This slavish mentality is disturbingly familiar. We saw it with the Buharists, those messianic foot soldiers who once demonized anyone that questioned Buhari’s competence. They labeled critics “enemies of progress,” peddled dangerous falsehoods, and some, in the most tragic chapters, went as far as murdering fellow Nigerians in the North for daring to oppose their idol. That was not politics. That was extremism. That was terrorism.
And now, that same ideological virus is spreading again, this time not through machetes and bullets, but through hashtags, screenshots, and cyberbullying. Across X (formerly Twitter), Facebook, WhatsApp forums, and YouTube comment sections, these digital fanatics are dismantling coalitions, alienating allies, and erecting echo chambers where dissent is treason and constructive criticism is heresy.
Today, Peter Obi is losing friends not because of what his enemies are doing, but because of what his own fanatics are saying. Once-strong allies are becoming increasingly disillusioned. The latest is Segun Sowunmi, former spokesperson to Atiku Abubakar, who recently joined the growing list of critics, not because he turned against Obi, but because he was repulsed by the conduct of Obidient bullies online.
These Obidients are tearing down the very political structures they lack the maturity or capacity to build. They insult respected statesmen, trivialize opposing views, and malign anyone who offers even mild disagreement. Their attitude reeks of insecurity and self-righteousness. Sadly, their unfiltered aggression has done more to demarket Peter Obi than any APC propaganda machine ever could.
What’s even more troubling is Obi’s eerie silence. His refusal to directly confront or disavow these extremists risks being interpreted as either tacit approval or political cowardice. Is he afraid of offending the mob that cheers for him? Or is he unwilling to admit that the monster he once inspired has gone rogue?
And let’s not ignore the cultural contradiction: many of these fanatics are Igbo youths, people from a culture that traditionally values humility, independent thought, and communal reasoning. We don’t worship mortals. We challenge authority. We debate. We disagree. We seek ‘Umunna’ consensus, not conformity. When did we become devotees of a political messiah? How did we become so intolerant of nuance?
Fanaticism, by its very nature, annihilates reason. It does not build. It only destroys. This brand of political extremism will not only discredit Obi, it will derail the very possibility of a credible third force in Nigeria’s politics.
It must be said without fear: supporting a leader is not the same as surrendering your brain. Patriotism is not blind devotion. Passion is not hysteria. The line between loyalty and lunacy must never be blurred.
The Obidient movement must urgently self-correct.
The new Nigeria we dream of cannot be built by emotional mobs or digital lynch squads. It must be forged by thinkers, reformers, and advocates with emotional intelligence and ideological depth.
A revolution that attacks its own conscience will eventually self-destruct. A movement that canonizes its leader will soon crucify its values.
Can Peter Obi rise above political calculation and boldly disown this cancer within his camp? Can he call his followers to order, not just for the sake of his ambition, but for the soul of the democratic future he claims to represent.
This country is too broken, too fragile, and too important for us to hand its future over to noise-makers masquerading as nation-builders.
Let us return to reason. For Nigeria. For posterity. For ourselves!

______________________________

_TASK PROMPT:_
From the opinion piece on Peter Obi's online supporters, list every online platform it names as a place where the digital fanatics are active.

_DATA FOR REVIEW:_
______________________________

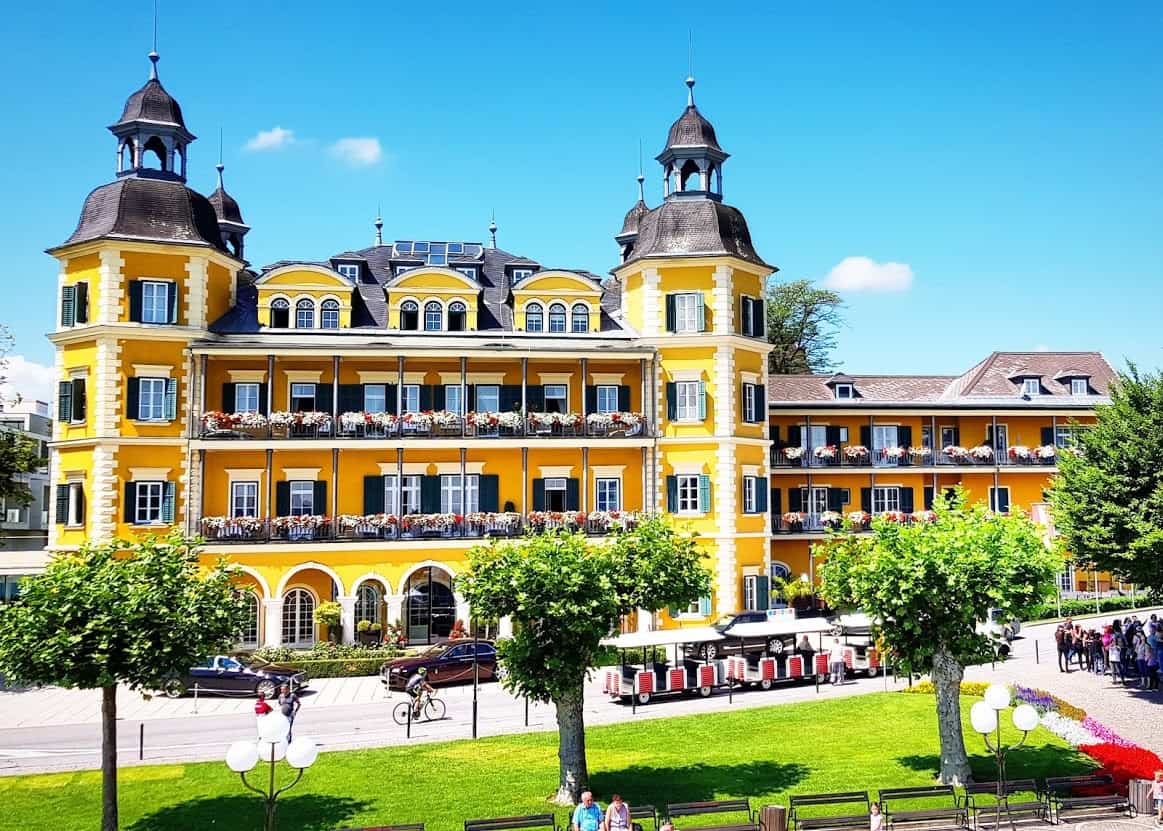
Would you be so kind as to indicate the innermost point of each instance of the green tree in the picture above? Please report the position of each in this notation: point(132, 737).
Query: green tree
point(1107, 500)
point(565, 594)
point(133, 614)
point(801, 327)
point(928, 584)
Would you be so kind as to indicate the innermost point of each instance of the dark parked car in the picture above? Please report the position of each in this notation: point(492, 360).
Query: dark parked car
point(229, 675)
point(449, 663)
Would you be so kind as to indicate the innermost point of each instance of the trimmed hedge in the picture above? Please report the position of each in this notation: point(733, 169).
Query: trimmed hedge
point(337, 667)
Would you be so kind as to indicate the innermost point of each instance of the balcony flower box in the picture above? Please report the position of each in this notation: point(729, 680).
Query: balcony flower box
point(227, 528)
point(858, 520)
point(856, 453)
point(832, 520)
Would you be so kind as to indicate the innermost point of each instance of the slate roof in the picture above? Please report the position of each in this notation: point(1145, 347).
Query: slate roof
point(150, 209)
point(990, 382)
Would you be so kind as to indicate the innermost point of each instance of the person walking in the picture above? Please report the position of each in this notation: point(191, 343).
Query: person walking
point(289, 706)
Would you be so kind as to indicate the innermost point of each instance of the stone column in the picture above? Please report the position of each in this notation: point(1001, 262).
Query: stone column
point(348, 617)
point(272, 622)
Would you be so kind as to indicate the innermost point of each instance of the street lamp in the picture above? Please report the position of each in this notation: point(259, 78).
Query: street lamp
point(985, 718)
point(271, 746)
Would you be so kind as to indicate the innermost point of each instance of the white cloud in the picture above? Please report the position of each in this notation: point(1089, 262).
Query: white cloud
point(358, 152)
point(26, 379)
point(864, 274)
point(273, 138)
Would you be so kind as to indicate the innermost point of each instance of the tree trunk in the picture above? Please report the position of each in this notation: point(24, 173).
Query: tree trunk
point(947, 674)
point(109, 758)
point(571, 747)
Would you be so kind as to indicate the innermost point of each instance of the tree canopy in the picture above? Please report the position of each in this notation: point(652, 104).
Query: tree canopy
point(1107, 499)
point(801, 327)
point(927, 585)
point(564, 594)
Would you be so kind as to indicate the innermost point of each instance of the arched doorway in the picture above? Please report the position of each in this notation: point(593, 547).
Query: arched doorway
point(429, 607)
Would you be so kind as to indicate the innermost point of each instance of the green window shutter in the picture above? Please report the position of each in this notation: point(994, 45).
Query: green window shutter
point(171, 399)
point(133, 398)
point(135, 301)
point(168, 500)
point(282, 499)
point(81, 307)
point(130, 502)
point(68, 306)
point(373, 494)
point(79, 405)
point(490, 493)
point(64, 401)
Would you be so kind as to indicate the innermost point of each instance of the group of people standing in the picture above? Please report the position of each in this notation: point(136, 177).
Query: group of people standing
point(1128, 649)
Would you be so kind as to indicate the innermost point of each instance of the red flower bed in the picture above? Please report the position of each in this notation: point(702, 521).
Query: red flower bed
point(1124, 763)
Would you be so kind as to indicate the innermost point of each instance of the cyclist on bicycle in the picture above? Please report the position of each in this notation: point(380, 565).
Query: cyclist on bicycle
point(416, 686)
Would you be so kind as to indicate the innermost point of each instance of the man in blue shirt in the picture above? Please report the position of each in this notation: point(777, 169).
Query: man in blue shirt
point(587, 816)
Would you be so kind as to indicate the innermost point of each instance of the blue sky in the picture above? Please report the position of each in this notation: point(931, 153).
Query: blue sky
point(1007, 157)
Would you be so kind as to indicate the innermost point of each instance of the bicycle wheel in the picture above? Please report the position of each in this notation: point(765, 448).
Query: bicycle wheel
point(434, 710)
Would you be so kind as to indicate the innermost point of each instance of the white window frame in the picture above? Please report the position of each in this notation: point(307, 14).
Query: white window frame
point(244, 499)
point(603, 398)
point(687, 494)
point(885, 498)
point(607, 493)
point(686, 313)
point(154, 292)
point(245, 398)
point(148, 503)
point(151, 399)
point(686, 401)
point(304, 493)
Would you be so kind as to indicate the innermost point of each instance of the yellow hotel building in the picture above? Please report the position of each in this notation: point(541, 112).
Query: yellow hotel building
point(347, 429)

______________________________

_OUTPUT FOR THIS EXERCISE:_
X (formerly Twitter), Facebook, WhatsApp forums, YouTube comment sections